### WRITTEN PROBLEM 1
Arrange the records from the line containing "Target: backpack shoulder strap" through the end of the records, both ends included, as a two-column CSV with columns named label_request and points. Each request gets one row, with its text and its answer each in a single quoted field and line breaks changed to spaces.

### TEXT EXTRACT
^^^^^^^^

2012-09-16

2012-09-16 Sunday - One Week Until Strange Loop 2012

Next weekend I'm heading to St. Louis for the Strange Loop 2012 conference September 23-25. 

The conference feed on Twitter: @strangeloop_stl

In particular, there are two workshops I signed-up for on Sunday
the 23rd that look very interesting:

https://thestrangeloop.com/sessions/concurrent-programming-using-the-disruptor 
 
The Disruptor is an open source concurrent programming framework developed by LMAX Exchange, a financial exchange based in London.
The most interesting thing about it is how the Disruptor has promoted discussions about approaches to writing high performance code, and shown that Java is a serious contender in this space.

Contrary to the current trend of hiding multi-threaded concerns behind languages or frameworks, the Disruptor provides a way to do quite the opposite – to enable developers to think  about how to parallelise their architecture in a straightforward and easy to code fashion. In this workshop, Trisha Gee from LMAX Exchange will show examples of how to use the  Disruptor to share data between threads, and walk you through how to create your own application using the Disruptor.

^^^^^^^^

### AVAILABLE DATA
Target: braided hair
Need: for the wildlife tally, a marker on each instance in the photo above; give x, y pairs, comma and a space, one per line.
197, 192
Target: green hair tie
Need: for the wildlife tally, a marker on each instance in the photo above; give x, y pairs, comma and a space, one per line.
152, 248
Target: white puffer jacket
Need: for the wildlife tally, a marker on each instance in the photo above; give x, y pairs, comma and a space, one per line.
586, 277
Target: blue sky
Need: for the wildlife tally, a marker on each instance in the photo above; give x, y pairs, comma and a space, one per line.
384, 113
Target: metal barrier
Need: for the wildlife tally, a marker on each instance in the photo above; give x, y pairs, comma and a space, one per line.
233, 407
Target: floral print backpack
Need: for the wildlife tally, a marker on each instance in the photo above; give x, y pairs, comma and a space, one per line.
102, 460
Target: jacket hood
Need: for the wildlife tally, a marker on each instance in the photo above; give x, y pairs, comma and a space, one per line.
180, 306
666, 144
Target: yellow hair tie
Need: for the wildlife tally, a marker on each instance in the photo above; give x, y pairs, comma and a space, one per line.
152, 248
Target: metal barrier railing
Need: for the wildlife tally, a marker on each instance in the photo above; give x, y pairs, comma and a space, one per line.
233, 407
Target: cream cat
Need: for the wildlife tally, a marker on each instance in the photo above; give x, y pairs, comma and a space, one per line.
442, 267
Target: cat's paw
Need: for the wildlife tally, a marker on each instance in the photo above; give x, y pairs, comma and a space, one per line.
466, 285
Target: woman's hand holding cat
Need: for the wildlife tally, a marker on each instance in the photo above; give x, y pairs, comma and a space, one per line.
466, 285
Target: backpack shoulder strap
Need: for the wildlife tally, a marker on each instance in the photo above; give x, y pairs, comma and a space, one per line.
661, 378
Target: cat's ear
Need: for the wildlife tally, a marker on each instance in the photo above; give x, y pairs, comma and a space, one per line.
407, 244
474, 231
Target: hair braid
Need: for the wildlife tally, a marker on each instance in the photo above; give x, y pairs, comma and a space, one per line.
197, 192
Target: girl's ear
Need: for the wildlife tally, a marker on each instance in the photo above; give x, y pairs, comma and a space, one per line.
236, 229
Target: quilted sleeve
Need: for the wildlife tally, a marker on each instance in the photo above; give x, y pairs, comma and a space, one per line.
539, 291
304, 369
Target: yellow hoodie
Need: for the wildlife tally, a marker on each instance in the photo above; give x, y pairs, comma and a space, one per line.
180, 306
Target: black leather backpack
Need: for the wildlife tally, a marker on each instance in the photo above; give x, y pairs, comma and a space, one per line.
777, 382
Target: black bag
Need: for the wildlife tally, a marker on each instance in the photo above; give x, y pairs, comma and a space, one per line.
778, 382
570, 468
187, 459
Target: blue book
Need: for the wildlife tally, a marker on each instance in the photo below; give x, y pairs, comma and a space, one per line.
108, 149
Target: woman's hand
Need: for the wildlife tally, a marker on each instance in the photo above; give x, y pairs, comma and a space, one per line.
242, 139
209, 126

^^^^^^^^

### WRITTEN PROBLEM 2
Can you pick up the post about the Strange Loop 2012 conference where it stops and keep it going?

### EXERCISE RESULT 1
label_request,points
"Target: backpack shoulder strap Need: for the wildlife tally, a marker on each instance in the photo above; give x, y pairs, comma and a space, one per line.","661, 378"
"Target: cat's ear Need: for the wildlife tally, a marker on each instance in the photo above; give x, y pairs, comma and a space, one per line.","407, 244 474, 231"
"Target: hair braid Need: for the wildlife tally, a marker on each instance in the photo above; give x, y pairs, comma and a space, one per line.","197, 192"
"Target: girl's ear Need: for the wildlife tally, a marker on each instance in the photo above; give x, y pairs, comma and a space, one per line.","236, 229"
"Target: quilted sleeve Need: for the wildlife tally, a marker on each instance in the photo above; give x, y pairs, comma and a space, one per line.","539, 291 304, 369"
"Target: yellow hoodie Need: for the wildlife tally, a marker on each instance in the photo above; give x, y pairs, comma and a space, one per line.","180, 306"
"Target: black leather backpack Need: for the wildlife tally, a marker on each instance in the photo above; give x, y pairs, comma and a space, one per line.","777, 382"
"Target: black bag Need: for the wildlife tally, a marker on each instance in the photo above; give x, y pairs, comma and a space, one per line.","778, 382 570, 468 187, 459"
"Target: blue book Need: for the wildlife tally, a marker on each instance in the photo below; give x, y pairs, comma and a space, one per line.","108, 149"
"Target: woman's hand Need: for the wildlife tally, a marker on each instance in the photo above; give x, y pairs, comma and a space, one per line.","242, 139 209, 126"

### EXERCISE RESULT 2
 
https://thestrangeloop.com/sessions/gpu-programming-crash-course 
 
This course is for developers who want to learn how to program and utilize the parallel computing power of the Graphics Processing Unit (GPU) using NVIDIA’s CUDA programming framework  and, time permitting, OpenCL (although the many of the basic concepts are very similar).

The course will start by introducing the concepts of general purpose GPU programming and go into the process of installing and setting up the development environment on the 3 OS’s  that support CUDA. We will also talk about the different language bindings for languages like Java, Python and Ruby.

The main gist of the course will involve learning the concepts of CUDA memory management together with the hardware capability of the GPU we are developing on.

Once we are familiar with the core concepts, we will talk about interoperability of the CUDA library with rendering and also the use of atomic primitives to accomplish things which  are quite trivial in the traditional CPU case. Then we will talk about the concept of CUDA streams.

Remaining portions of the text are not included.